### WHAT TO PRODUCE:
Reproduce every line of the records below, requests included, and scale each point coordinate in the answers by 1.4, rounding to the nearest whole number with halves rounded up. Omit the pictures from your output.
━━━ MATERIAL SUPPLIED ━━━
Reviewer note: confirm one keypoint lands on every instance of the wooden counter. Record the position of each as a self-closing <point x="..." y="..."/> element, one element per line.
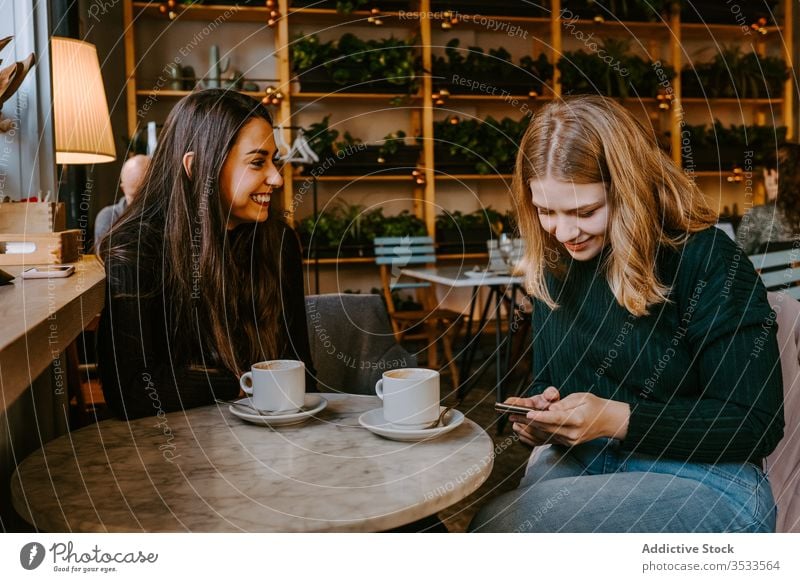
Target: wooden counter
<point x="39" y="318"/>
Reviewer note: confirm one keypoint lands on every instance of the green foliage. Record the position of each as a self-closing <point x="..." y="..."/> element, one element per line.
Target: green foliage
<point x="496" y="67"/>
<point x="619" y="73"/>
<point x="718" y="143"/>
<point x="481" y="220"/>
<point x="490" y="145"/>
<point x="734" y="73"/>
<point x="392" y="143"/>
<point x="351" y="61"/>
<point x="325" y="141"/>
<point x="352" y="225"/>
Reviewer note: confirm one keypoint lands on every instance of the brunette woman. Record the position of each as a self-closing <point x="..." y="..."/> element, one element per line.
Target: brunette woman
━━━
### EXPECTED OUTPUT:
Reviewer note: confirm one keypoint lands on every instance of the wooden counter. Record the position of each as a self-closing <point x="..." y="..."/> element, one element per line.
Target: wooden counter
<point x="55" y="445"/>
Reviewer note: confirm one keypoint lands on every instance of the green foliage. Record the position of each as a self-closing <point x="..." y="..."/> element, one element per line.
Target: green foliage
<point x="694" y="94"/>
<point x="867" y="102"/>
<point x="1005" y="200"/>
<point x="673" y="308"/>
<point x="686" y="203"/>
<point x="1028" y="102"/>
<point x="549" y="200"/>
<point x="491" y="85"/>
<point x="455" y="197"/>
<point x="493" y="315"/>
Reviewer note: confirm one keypoint lands on every instance of the brunette woman. Record the position of each as a self-closing <point x="..." y="..."/> element, one element per line.
Target: brunette woman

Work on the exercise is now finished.